[Referring expression pointing data]
= = = = = = =

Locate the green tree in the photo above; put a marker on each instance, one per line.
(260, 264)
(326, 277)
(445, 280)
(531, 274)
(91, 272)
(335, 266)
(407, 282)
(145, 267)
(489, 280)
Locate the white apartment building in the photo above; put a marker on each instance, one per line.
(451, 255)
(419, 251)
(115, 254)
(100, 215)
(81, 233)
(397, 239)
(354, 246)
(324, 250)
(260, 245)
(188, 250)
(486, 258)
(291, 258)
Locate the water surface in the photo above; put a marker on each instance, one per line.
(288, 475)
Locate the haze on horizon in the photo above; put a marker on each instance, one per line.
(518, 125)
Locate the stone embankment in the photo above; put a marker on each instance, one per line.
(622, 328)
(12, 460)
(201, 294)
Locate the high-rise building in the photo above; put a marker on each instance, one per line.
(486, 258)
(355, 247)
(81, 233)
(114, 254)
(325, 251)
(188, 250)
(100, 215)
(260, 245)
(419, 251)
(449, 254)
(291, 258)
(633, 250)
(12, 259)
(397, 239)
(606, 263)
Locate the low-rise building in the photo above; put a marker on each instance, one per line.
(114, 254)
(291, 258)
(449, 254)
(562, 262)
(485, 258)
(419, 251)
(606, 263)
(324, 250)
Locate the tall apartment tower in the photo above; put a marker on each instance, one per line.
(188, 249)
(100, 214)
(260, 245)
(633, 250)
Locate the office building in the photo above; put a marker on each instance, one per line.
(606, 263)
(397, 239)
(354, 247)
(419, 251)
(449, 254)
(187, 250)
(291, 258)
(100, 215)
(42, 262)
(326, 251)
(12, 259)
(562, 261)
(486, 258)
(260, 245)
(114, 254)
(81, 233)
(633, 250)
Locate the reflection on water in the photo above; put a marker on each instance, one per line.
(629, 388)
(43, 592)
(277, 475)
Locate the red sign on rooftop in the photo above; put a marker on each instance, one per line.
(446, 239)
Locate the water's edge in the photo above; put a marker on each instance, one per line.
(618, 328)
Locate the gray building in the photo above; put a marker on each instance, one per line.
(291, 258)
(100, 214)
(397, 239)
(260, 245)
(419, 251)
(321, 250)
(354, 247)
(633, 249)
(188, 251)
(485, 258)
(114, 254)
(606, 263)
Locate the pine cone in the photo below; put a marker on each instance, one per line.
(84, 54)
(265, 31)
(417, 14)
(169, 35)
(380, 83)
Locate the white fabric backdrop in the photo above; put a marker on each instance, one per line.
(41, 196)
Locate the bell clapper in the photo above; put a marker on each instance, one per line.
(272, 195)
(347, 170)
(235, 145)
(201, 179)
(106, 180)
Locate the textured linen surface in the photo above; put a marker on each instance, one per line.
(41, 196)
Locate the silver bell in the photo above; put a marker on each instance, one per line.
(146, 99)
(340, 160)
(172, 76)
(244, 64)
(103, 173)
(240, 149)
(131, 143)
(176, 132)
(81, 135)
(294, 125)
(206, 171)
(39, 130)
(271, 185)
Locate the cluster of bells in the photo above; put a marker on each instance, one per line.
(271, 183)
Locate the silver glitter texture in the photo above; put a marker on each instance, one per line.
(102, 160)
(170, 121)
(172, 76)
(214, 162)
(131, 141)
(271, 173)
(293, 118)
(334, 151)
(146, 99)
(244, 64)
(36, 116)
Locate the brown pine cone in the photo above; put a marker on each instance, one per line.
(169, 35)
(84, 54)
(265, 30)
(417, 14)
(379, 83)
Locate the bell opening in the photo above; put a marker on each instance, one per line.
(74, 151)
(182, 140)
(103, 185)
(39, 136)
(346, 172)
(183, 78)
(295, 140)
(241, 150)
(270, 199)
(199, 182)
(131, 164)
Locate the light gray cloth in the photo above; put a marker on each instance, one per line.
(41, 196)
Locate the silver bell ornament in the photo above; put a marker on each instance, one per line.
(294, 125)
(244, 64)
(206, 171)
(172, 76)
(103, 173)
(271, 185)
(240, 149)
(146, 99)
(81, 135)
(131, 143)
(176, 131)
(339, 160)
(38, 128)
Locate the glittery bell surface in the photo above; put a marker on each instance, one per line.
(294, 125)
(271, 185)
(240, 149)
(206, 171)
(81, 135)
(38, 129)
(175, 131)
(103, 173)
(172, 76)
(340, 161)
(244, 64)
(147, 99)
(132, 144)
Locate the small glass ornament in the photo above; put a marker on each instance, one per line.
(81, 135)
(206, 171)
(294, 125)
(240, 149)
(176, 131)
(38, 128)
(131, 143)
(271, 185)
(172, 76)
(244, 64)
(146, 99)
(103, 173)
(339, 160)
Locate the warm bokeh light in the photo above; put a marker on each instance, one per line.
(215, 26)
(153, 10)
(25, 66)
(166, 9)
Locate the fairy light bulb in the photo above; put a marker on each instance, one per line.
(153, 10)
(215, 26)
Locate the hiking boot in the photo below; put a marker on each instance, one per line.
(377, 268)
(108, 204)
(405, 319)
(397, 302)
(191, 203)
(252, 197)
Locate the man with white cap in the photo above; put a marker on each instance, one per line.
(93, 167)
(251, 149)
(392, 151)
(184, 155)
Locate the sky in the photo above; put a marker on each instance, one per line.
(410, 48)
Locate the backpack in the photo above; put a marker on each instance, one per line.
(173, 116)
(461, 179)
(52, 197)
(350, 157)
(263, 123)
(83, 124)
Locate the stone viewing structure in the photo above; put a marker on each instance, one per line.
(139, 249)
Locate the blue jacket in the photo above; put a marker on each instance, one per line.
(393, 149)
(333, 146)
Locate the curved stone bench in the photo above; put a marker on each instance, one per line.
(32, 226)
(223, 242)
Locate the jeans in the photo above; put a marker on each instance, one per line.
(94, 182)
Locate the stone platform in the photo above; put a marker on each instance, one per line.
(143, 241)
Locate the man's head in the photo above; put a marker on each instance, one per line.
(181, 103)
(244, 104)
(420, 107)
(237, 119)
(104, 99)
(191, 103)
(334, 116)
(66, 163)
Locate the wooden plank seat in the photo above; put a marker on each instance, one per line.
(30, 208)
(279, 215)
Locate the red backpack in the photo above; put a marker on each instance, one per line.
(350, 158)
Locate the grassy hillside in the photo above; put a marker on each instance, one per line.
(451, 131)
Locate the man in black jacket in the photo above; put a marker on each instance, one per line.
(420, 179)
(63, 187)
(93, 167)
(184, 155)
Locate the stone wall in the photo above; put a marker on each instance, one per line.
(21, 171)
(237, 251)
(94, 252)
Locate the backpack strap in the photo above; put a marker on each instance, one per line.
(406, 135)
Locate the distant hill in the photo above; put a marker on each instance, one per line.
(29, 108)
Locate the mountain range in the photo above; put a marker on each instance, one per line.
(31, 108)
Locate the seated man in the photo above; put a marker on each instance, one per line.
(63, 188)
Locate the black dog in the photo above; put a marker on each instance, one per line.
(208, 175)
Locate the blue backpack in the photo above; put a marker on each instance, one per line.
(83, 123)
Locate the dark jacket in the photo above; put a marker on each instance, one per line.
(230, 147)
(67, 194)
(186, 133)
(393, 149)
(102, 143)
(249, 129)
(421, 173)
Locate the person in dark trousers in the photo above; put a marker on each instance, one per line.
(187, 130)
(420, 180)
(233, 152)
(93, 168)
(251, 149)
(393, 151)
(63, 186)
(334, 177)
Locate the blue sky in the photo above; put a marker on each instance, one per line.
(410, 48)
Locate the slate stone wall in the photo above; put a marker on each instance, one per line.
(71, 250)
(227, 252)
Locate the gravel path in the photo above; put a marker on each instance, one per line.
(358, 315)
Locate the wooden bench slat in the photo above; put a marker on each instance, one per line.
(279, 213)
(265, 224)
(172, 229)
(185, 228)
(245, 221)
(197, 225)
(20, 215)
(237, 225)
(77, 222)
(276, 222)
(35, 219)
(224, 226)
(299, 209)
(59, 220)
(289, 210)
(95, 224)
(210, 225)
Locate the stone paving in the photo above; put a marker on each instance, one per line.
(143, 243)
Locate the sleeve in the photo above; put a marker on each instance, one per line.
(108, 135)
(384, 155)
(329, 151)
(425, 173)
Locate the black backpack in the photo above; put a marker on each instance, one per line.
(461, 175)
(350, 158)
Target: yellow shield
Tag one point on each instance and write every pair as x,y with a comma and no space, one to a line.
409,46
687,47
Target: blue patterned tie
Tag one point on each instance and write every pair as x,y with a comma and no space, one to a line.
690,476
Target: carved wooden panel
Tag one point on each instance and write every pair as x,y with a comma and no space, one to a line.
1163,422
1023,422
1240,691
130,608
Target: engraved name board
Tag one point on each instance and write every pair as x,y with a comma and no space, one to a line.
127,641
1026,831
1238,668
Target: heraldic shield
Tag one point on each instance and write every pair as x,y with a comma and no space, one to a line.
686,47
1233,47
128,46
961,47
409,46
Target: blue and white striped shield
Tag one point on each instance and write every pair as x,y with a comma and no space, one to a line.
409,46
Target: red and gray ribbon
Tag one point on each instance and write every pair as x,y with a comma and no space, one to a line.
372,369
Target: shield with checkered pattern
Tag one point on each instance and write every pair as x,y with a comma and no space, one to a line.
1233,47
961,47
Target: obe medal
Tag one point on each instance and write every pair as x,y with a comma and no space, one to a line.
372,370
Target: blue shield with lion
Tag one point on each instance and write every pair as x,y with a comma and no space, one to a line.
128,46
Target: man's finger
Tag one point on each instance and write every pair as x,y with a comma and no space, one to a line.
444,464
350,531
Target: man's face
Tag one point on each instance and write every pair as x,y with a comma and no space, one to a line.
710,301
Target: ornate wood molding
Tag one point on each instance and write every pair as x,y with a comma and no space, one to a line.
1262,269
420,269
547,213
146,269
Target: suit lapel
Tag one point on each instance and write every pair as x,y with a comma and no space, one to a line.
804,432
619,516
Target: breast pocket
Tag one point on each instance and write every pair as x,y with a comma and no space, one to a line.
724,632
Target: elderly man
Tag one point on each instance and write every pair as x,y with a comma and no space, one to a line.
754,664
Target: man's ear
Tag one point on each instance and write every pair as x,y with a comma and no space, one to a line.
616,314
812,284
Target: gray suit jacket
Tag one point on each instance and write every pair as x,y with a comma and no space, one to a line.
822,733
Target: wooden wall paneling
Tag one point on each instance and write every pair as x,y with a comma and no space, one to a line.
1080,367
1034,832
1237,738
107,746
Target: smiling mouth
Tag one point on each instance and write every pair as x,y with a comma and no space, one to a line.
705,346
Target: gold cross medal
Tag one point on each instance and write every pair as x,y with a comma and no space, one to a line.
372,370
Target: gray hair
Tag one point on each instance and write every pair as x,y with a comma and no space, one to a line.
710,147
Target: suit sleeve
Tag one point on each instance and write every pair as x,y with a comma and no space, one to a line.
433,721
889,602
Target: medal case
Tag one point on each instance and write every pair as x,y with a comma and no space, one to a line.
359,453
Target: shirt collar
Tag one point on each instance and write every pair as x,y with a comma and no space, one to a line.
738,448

= = = = = = =

* _Assigned task_: Return every line of the records in which the word "shield" is found.

* _Response to the exercise_:
Target: yellow shield
Target: heraldic shield
Target: blue and white striped shield
Target: shield with checkered pattern
Target: blue shield with lion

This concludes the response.